Source records section start

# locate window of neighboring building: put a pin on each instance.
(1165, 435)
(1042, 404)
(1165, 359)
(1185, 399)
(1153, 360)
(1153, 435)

Source records section end

Exercise goal
Print every record above once more, exactly as written.

Your response
# locate window of neighboring building: put a pin on each instance.
(1165, 435)
(1042, 404)
(1165, 359)
(1185, 399)
(1153, 360)
(1153, 435)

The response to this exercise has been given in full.